GOALS:
A: Revise the stretch of the Rivian stock article from "Auto stock Rivian Automotive (RIVN)" through "the past month.", changing "workforce" to "staff".
B: Extend the Rivian stock article beyond its final sentence.

TEXT SECTION:

Is Rivian Stock a Bargain for Under $20?

Auto stock Rivian Automotive (RIVN) has recently gained traction. However, the company missed its 2022 production estimates and also announced layoffs. So, let’s find out if RIVN is a bargain for under $20...

Auto stock Rivian Automotive, Inc. (RIVN) missed its vehicle production target for 2022. It produced 24,337 vehicles, down 2.7% from its established target of 25,000. Moreover, the company revoked its plan to make electric vans in Europe with Mercedes-Benz only three months post-agreement.

In addition, RIVN’s CEO RJ Scaringe recently declared the company’s decision to lay off 6% of its workforce to conserve cash. Amid this rough patch, RIVN has lost 71.7% over the past year to close the last trading session at $19.71. It has lost 43.4% over the past three months. However, the stock has gained 7% over the past month.

While its forward Price/Book of 1.25x is 58.7% lower than the industry average of 3.04x, its forward Price/Sales of 10.41x compares with the industry average of 0.97x. Moreover, its forward EV/Sales of 3.81x is 205.1% higher than the industry average of 1.25x.

Here is what could shape RIVN’s performance in the near term:

Increasing Losses and Declining Cash Balance

RIVN’s loss from operations came in at $1.77 billion for the third quarter that ended September 30, 2022, up 128.6% year-over-year. Its adjusted net loss increased 85.2% year-over-year to $1.44 billion.

PROVIDED DATA:

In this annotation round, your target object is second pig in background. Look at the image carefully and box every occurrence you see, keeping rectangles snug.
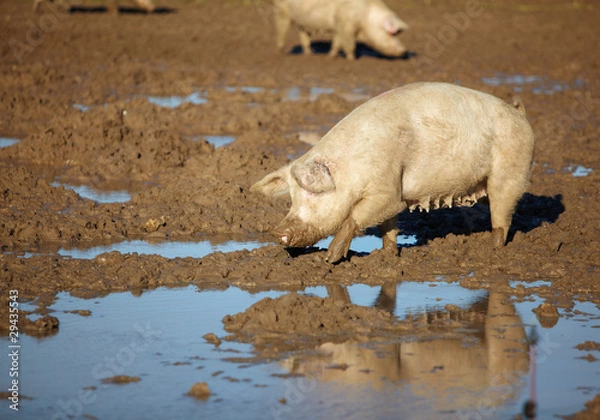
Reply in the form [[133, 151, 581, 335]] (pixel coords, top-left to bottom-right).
[[274, 0, 408, 60]]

RESPONSES FOR EACH TASK:
A:
Auto stock Rivian Automotive (RIVN) has recently gained traction. However, the company missed its 2022 production estimates and also announced layoffs. So, let’s find out if RIVN is a bargain for under $20...

Auto stock Rivian Automotive, Inc. (RIVN) missed its vehicle production target for 2022. It produced 24,337 vehicles, down 2.7% from its established target of 25,000. Moreover, the company revoked its plan to make electric vans in Europe with Mercedes-Benz only three months post-agreement.

In addition, RIVN’s CEO RJ Scaringe recently declared the company’s decision to lay off 6% of its staff to conserve cash. Amid this rough patch, RIVN has lost 71.7% over the past year to close the last trading session at $19.71. It has lost 43.4% over the past three months. However, the stock has gained 7% over the past month.

B:
Moreover, its cash and cash equivalents came in at $13.27 billion for the period ended September 30, 2022, compared to $18.13 billion for the period ended December 31, 2021.

Weak EPS Estimates

RIVN’s EPS is expected to decrease 10.5% year-over-year to negative $1.58 for the quarter ending March 2023. Its EPS is estimated to remain negative in 2023. In addition, its EPS is expected to fall 31.7% per annum for the next five years.

Poor Profitability 

RIVN’s trailing-12-month gross profit margin of negative 238.89% is lower than the industry average of 35.41%. Its trailing-12-month ROCE, ROTC, and ROTA of negative 127.71%, 38.22%, and 39.37% compare with the industry averages of 13.00%, 6.38%, and 4.55%, respectively.

POWR Ratings Reflect Bleak Prospects

RIVN has an overall rating of F, equating to a Strong Sell in our proprietary POWR Ratings system. The POWR Ratings are calculated by considering 118 different factors, with each factor weighted to an optimal degree.

Our proprietary rating system also evaluates each stock based on eight distinct categories. RIVN has an F grade for Quality, consistent with its negative profitability margins.

It also has an F grade for Stability, in sync with its 24-month beta of 2.32.

In the 62-stock Auto & Vehicle Manufacturers industry, RIVN is ranked #53. Click here for the additional POWR Ratings for RIVN (Growth, Value, Momentum, and Sentiment).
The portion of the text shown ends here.